* [Entries supplied]
------------------------------------

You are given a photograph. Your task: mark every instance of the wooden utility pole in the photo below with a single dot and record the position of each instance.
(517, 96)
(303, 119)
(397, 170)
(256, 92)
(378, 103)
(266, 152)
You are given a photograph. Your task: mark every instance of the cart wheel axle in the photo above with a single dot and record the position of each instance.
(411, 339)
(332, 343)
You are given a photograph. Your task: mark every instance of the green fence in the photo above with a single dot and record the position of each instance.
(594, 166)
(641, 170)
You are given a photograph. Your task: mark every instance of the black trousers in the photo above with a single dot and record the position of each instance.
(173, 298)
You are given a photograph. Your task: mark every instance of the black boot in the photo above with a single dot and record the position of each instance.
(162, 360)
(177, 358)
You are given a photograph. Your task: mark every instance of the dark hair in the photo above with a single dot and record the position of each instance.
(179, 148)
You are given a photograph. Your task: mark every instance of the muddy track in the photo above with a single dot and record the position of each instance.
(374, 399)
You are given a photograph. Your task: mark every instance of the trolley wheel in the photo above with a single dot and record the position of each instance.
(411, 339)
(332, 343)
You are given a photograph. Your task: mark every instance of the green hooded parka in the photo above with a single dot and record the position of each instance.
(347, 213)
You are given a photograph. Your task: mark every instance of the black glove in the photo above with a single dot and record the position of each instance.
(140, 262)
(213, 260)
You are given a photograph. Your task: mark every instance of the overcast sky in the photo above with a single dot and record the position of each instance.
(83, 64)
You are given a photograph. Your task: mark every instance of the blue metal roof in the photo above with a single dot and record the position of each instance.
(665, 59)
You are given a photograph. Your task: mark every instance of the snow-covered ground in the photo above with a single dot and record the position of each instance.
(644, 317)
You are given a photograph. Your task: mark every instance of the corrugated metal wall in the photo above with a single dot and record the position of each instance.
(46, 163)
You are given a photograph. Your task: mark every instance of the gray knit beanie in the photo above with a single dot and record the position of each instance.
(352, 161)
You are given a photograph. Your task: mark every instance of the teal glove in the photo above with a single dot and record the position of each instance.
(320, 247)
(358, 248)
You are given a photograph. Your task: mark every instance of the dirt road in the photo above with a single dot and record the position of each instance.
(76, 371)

------------------------------------

Return the data above in full, keeping each line exactly as it stands.

You are given a photograph. Your task: mark every instance of the wooden utility pole in the photo below with a single dot and record the position of each instance.
(517, 96)
(303, 119)
(397, 170)
(256, 92)
(378, 103)
(266, 152)
You are given a photograph. Your task: mark every instance of the cart wheel axle in the photo above with a single dot and record the position of each instance.
(411, 339)
(332, 343)
You are given a photograph. Your task: mark every instance of the green fence in the photo above with a single dot and record the position of each instance.
(594, 166)
(641, 170)
You are given a photograph. Your task: mark every instance of the black trousers in the photo above with a single dot and record the position of each instance.
(173, 298)
You are given a photograph. Your task: mark every instance of the black boot in the photo above with a single dot and record the position of each instance.
(162, 360)
(177, 358)
You are given a photograph. Your task: mark every instance of the dark hair in the photo above with a single dot and record the position of each instance.
(179, 148)
You are given a photograph. Your task: mark every instance of the muddy track in the photo above with a single dot and record the position of each instance.
(374, 399)
You are given a photograph. Your task: mark every instance of the trolley wheel in the photo above with a single dot and record the position of each instance.
(411, 339)
(332, 343)
You are given a photograph. Your task: mark every instance of the green hooded parka in the photo above with a single dot and record the position of each instance.
(347, 213)
You are given a photograph. Your task: mark every instance of the black glove in the photo above with a single dot and record the position of each instance.
(140, 262)
(213, 260)
You are given a photograph. Your task: mark every instance of the overcast sky in the photo above with a single dot and record the position of each instance.
(83, 64)
You are given a photograph. Your task: mark every instance of the blue metal roof in the photo above with a single dot and record the position of each instance.
(665, 59)
You are given a photograph. Your task: mark every instance of the snow-covered ground in the photo above with a single dot and record the position of each instance.
(644, 317)
You are given a photograph. Your task: mark every instance of the corrugated metal wall in the photo above with a single dot and record the position of each instance.
(46, 163)
You are given a photograph. Your task: mark every instance of the gray knit beanie in the photo above with a single dot and record the position of each instance.
(352, 161)
You are given a photograph. Your task: mark every instance of the teal glove in the photo above with a single dot and record the position of each instance.
(320, 247)
(358, 248)
You are given a photograph. Your task: mark every instance of the dirt road in the photo above with a single dot and record the position of each instance.
(76, 371)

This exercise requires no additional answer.